Source records
☆ ☆ ☆

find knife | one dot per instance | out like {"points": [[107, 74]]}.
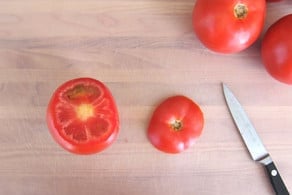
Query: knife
{"points": [[254, 145]]}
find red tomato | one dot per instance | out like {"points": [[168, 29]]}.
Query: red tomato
{"points": [[82, 116], [228, 26], [277, 50], [273, 0], [176, 123]]}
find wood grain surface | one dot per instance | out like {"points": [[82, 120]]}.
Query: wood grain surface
{"points": [[144, 51]]}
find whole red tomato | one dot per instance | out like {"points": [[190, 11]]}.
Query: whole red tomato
{"points": [[228, 26], [277, 49], [82, 116], [175, 124]]}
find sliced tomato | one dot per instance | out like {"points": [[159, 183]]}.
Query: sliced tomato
{"points": [[175, 124], [82, 116]]}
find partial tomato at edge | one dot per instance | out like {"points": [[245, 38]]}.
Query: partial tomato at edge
{"points": [[276, 51], [82, 116], [175, 124], [228, 26]]}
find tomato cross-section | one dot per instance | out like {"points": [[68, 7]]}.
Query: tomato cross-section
{"points": [[82, 116]]}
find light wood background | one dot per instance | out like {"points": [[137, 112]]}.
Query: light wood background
{"points": [[144, 51]]}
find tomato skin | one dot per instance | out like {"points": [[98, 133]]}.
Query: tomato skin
{"points": [[276, 51], [161, 131], [109, 108], [217, 27], [273, 0]]}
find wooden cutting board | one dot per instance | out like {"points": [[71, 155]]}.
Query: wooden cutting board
{"points": [[144, 51]]}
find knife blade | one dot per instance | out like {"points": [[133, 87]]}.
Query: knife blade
{"points": [[253, 142]]}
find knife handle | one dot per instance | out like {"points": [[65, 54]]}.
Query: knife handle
{"points": [[276, 179]]}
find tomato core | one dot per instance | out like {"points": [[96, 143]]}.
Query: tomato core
{"points": [[240, 11], [84, 111], [176, 125]]}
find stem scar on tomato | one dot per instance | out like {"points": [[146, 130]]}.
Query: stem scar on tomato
{"points": [[240, 11], [176, 125]]}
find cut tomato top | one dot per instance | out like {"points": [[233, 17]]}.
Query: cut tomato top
{"points": [[82, 116]]}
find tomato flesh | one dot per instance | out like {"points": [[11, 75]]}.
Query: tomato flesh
{"points": [[82, 116], [175, 124]]}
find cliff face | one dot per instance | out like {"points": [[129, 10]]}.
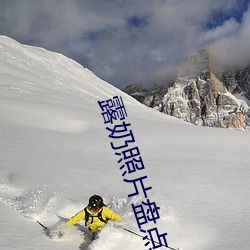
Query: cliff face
{"points": [[201, 97]]}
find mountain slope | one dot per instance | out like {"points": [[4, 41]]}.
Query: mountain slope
{"points": [[56, 152]]}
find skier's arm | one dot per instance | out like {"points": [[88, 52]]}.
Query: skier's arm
{"points": [[77, 217], [110, 214]]}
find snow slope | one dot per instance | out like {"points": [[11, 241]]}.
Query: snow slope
{"points": [[55, 152]]}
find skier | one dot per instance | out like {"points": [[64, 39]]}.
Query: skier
{"points": [[95, 214]]}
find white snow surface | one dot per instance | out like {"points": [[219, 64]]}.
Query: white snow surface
{"points": [[55, 153]]}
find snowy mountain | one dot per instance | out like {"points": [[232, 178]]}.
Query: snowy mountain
{"points": [[56, 152], [201, 96]]}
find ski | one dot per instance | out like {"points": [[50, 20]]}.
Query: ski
{"points": [[51, 234]]}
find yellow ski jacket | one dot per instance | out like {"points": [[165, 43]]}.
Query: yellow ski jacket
{"points": [[94, 223]]}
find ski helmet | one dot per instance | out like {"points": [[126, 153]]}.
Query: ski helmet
{"points": [[95, 202]]}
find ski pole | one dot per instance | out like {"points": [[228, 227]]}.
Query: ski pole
{"points": [[45, 228], [148, 238]]}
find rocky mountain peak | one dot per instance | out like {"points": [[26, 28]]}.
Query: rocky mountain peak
{"points": [[202, 97]]}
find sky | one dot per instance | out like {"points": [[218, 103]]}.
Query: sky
{"points": [[132, 41]]}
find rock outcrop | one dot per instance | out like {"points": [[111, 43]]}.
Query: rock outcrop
{"points": [[199, 96]]}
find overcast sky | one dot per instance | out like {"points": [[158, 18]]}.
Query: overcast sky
{"points": [[131, 41]]}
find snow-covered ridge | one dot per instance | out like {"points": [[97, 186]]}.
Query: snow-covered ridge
{"points": [[55, 152]]}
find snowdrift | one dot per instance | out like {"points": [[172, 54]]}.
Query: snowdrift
{"points": [[55, 153]]}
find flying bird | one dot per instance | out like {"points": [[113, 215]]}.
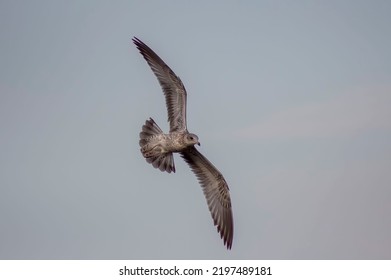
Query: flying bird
{"points": [[158, 147]]}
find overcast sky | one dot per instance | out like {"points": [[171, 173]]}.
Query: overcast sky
{"points": [[290, 99]]}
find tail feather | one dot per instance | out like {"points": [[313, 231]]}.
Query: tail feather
{"points": [[153, 155]]}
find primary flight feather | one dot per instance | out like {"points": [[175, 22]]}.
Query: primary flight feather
{"points": [[158, 148]]}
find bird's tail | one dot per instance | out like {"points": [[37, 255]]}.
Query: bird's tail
{"points": [[152, 150]]}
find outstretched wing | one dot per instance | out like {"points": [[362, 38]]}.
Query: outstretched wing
{"points": [[216, 192], [172, 86]]}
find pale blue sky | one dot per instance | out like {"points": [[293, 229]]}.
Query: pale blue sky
{"points": [[290, 99]]}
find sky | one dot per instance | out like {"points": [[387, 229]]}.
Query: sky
{"points": [[290, 100]]}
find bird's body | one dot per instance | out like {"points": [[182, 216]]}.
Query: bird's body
{"points": [[158, 148]]}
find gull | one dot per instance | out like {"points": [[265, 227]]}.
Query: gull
{"points": [[158, 147]]}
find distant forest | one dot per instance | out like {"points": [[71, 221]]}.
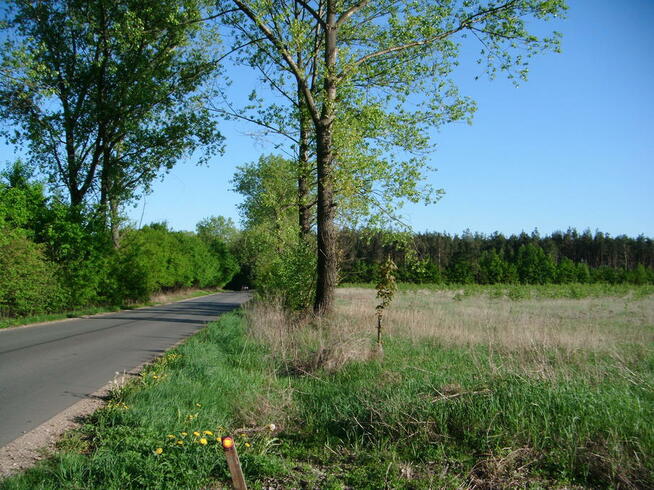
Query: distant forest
{"points": [[562, 257]]}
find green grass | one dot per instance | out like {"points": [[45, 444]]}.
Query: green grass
{"points": [[527, 291], [94, 310], [428, 415]]}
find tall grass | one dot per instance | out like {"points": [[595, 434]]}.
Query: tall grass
{"points": [[473, 391]]}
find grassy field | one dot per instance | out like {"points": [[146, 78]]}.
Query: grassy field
{"points": [[475, 389]]}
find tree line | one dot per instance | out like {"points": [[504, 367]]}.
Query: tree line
{"points": [[561, 257], [106, 96], [54, 257]]}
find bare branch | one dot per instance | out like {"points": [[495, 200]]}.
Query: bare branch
{"points": [[465, 24], [312, 11], [311, 104], [350, 12]]}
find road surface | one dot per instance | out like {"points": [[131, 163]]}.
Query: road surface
{"points": [[47, 368]]}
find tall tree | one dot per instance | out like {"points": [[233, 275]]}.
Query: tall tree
{"points": [[385, 68], [105, 92]]}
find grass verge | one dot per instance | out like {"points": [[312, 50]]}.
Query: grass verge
{"points": [[526, 291], [94, 310], [431, 414]]}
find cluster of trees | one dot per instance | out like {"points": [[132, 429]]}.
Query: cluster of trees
{"points": [[55, 257], [108, 95], [569, 257]]}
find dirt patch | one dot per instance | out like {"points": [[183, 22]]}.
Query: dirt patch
{"points": [[39, 443]]}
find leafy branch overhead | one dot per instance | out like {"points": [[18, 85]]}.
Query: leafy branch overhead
{"points": [[374, 79]]}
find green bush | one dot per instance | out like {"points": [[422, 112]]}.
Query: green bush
{"points": [[28, 283]]}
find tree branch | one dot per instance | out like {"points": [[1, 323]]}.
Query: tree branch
{"points": [[311, 103], [350, 12]]}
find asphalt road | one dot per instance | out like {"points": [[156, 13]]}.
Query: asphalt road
{"points": [[47, 368]]}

☆ ☆ ☆

What the task asks -
Restate the records above in full and word for word, but do not carry over any pictures.

The completed task -
find knife | one dot per instance | out like {"points": [[107, 74]]}.
Query: knife
{"points": [[254, 145]]}
find red tomato | one dot per instance | out like {"points": [[168, 29]]}.
Query: red tomato
{"points": [[82, 116], [228, 26], [277, 50], [273, 0], [176, 123]]}
find wood grain surface | one dot per instance | out like {"points": [[82, 120]]}.
Query: wood grain surface
{"points": [[144, 51]]}
find whole red tomato | one dot per instance | out like {"points": [[190, 11]]}.
Query: whole red tomato
{"points": [[228, 26], [277, 49], [82, 116], [175, 124]]}
find sliced tomato | one dot per instance | out like {"points": [[159, 183]]}.
Query: sliced tomato
{"points": [[175, 124], [82, 116]]}
find partial tomato at edge | one dot per instance | out like {"points": [[245, 38]]}.
Query: partial tomato at edge
{"points": [[276, 51], [82, 116], [175, 124], [228, 26]]}
find tomato cross-section | one dot per instance | out like {"points": [[68, 7]]}.
Query: tomato cross-section
{"points": [[82, 116]]}
find light wood background | one dot per instance | out like {"points": [[137, 112]]}.
Query: light wood background
{"points": [[144, 51]]}
find tomato skin | one dot per instance | out like {"points": [[98, 133]]}.
Query: tomato skin
{"points": [[276, 51], [161, 131], [109, 108], [217, 27], [273, 0]]}
find wooden cutting board | one dot per instance | out like {"points": [[71, 155]]}.
Query: wooden cutting board
{"points": [[144, 51]]}
find knife blade | one dot per instance | out like {"points": [[133, 87]]}.
Query: knife blade
{"points": [[253, 142]]}
find knife handle | one dot per instance | out like {"points": [[65, 54]]}.
Query: knife handle
{"points": [[276, 179]]}
find tomato core | one dot per instance | out like {"points": [[96, 143]]}.
Query: tomato core
{"points": [[240, 11], [84, 111], [176, 125]]}
find stem scar on tomato | one dot per instance | out like {"points": [[146, 130]]}.
Query: stem scar on tomato
{"points": [[240, 11], [176, 125]]}
find cut tomato top | one dot per instance | out like {"points": [[233, 17]]}.
Query: cut tomato top
{"points": [[82, 116]]}
find tomato flesh | one dot per instance | out like {"points": [[11, 75]]}.
Query: tomato flesh
{"points": [[82, 116], [175, 124]]}
find cliff face | one dot per instance | out like {"points": [[129, 10]]}.
Query: cliff face
{"points": [[201, 97]]}
find mountain slope | one dot per instance | out like {"points": [[4, 41]]}.
Query: mountain slope
{"points": [[56, 152]]}
find skier's arm | one dot per instance | out like {"points": [[88, 52]]}.
Query: skier's arm
{"points": [[77, 217], [110, 214]]}
find snow slope | one dot per instance | out like {"points": [[11, 241]]}.
Query: snow slope
{"points": [[55, 152]]}
find skier | one dot per instance | out like {"points": [[64, 39]]}.
Query: skier
{"points": [[95, 214]]}
find white snow surface | one dot per instance | out like {"points": [[219, 64]]}.
Query: white snow surface
{"points": [[55, 153]]}
find snowy mountain | one dot per instance | out like {"points": [[232, 178]]}.
Query: snowy mountain
{"points": [[56, 152], [201, 96]]}
find ski | one dot per instance | out like {"points": [[50, 20]]}.
Query: ski
{"points": [[51, 234]]}
find yellow ski jacket | one dot per instance | out like {"points": [[165, 43]]}.
Query: yellow ski jacket
{"points": [[94, 223]]}
find ski helmet | one dot per instance | out like {"points": [[126, 153]]}.
Query: ski helmet
{"points": [[95, 202]]}
find ski pole | one dot per instance | out like {"points": [[228, 227]]}.
Query: ski pole
{"points": [[45, 228], [148, 238]]}
find rocky mountain peak | one dot per instance | out like {"points": [[26, 28]]}.
Query: rocky mountain peak
{"points": [[202, 97]]}
find sky | one dot per instance | out like {"points": [[218, 103]]}.
Query: sky
{"points": [[132, 41]]}
find rock outcrop | one dot per instance | out like {"points": [[111, 43]]}.
Query: rock outcrop
{"points": [[199, 96]]}
find overcast sky | one dot per instance | out like {"points": [[158, 18]]}.
Query: overcast sky
{"points": [[131, 41]]}
find snow-covered ridge | one dot per instance | out like {"points": [[97, 186]]}.
Query: snow-covered ridge
{"points": [[55, 152]]}
find snowdrift | one dot per instance | out like {"points": [[172, 54]]}.
Query: snowdrift
{"points": [[55, 153]]}
find flying bird | one dot per instance | out like {"points": [[113, 215]]}.
Query: flying bird
{"points": [[158, 147]]}
find overcast sky | one dot per instance | out like {"points": [[171, 173]]}.
Query: overcast sky
{"points": [[290, 99]]}
find tail feather | one dot per instance | out like {"points": [[313, 231]]}.
Query: tail feather
{"points": [[153, 155]]}
find primary flight feather | one dot per instance | out like {"points": [[175, 22]]}.
Query: primary flight feather
{"points": [[158, 148]]}
find bird's tail | one dot per instance | out like {"points": [[37, 255]]}.
Query: bird's tail
{"points": [[152, 150]]}
find outstretched wing | one dot per instance | out like {"points": [[362, 38]]}.
Query: outstretched wing
{"points": [[216, 192], [172, 86]]}
find pale blue sky | one dot per instance | out like {"points": [[293, 229]]}.
Query: pale blue sky
{"points": [[290, 99]]}
find sky | one dot per instance | out like {"points": [[387, 229]]}.
Query: sky
{"points": [[290, 100]]}
find bird's body | one dot per instance | out like {"points": [[182, 216]]}.
Query: bird's body
{"points": [[158, 148]]}
find gull | one dot per instance | out like {"points": [[265, 227]]}.
Query: gull
{"points": [[158, 147]]}
find distant forest | one dot per instance | out like {"points": [[71, 221]]}.
Query: distant forest
{"points": [[562, 257]]}
find green grass | one dot per instance | out like {"points": [[45, 444]]}.
Query: green grass
{"points": [[527, 291], [94, 310], [428, 415]]}
find tall grass | one dot per instance | out like {"points": [[595, 434]]}.
Query: tall grass
{"points": [[473, 391]]}
find grassy field | one dot per instance | out like {"points": [[146, 78]]}.
Query: grassy field
{"points": [[475, 389]]}
find tree line | one dot per instance | out like {"points": [[504, 367]]}.
Query: tree line
{"points": [[561, 257], [106, 96], [54, 257]]}
find bare branch | one dot per instance | out like {"points": [[495, 200]]}.
Query: bare branch
{"points": [[465, 24], [312, 11], [311, 104], [350, 12]]}
find road surface | one dot per instance | out like {"points": [[131, 163]]}.
Query: road surface
{"points": [[47, 368]]}
find tall tree | one dot per instance | out like {"points": [[233, 275]]}.
Query: tall tree
{"points": [[385, 68], [105, 92]]}
find grass verge | one dot per instance | out like {"points": [[312, 50]]}.
Query: grass verge
{"points": [[526, 291], [94, 310], [431, 414]]}
find cluster of trees | one dot per instance | out like {"points": [[132, 429]]}.
Query: cluster of trees
{"points": [[55, 257], [108, 95], [569, 257]]}
find dirt patch | one dot per instance | out like {"points": [[183, 22]]}.
Query: dirt patch
{"points": [[39, 443]]}
find leafy branch overhead | one dot per instance | out like {"points": [[18, 85]]}.
Query: leafy branch overhead
{"points": [[374, 79]]}
find green bush | one dot per instance | out like {"points": [[422, 112]]}.
Query: green bush
{"points": [[28, 283]]}
find tree branch | one dot per instance | out like {"points": [[1, 323]]}.
Query: tree branch
{"points": [[311, 103], [350, 12]]}
find asphalt road | one dot per instance | out like {"points": [[156, 13]]}.
Query: asphalt road
{"points": [[47, 368]]}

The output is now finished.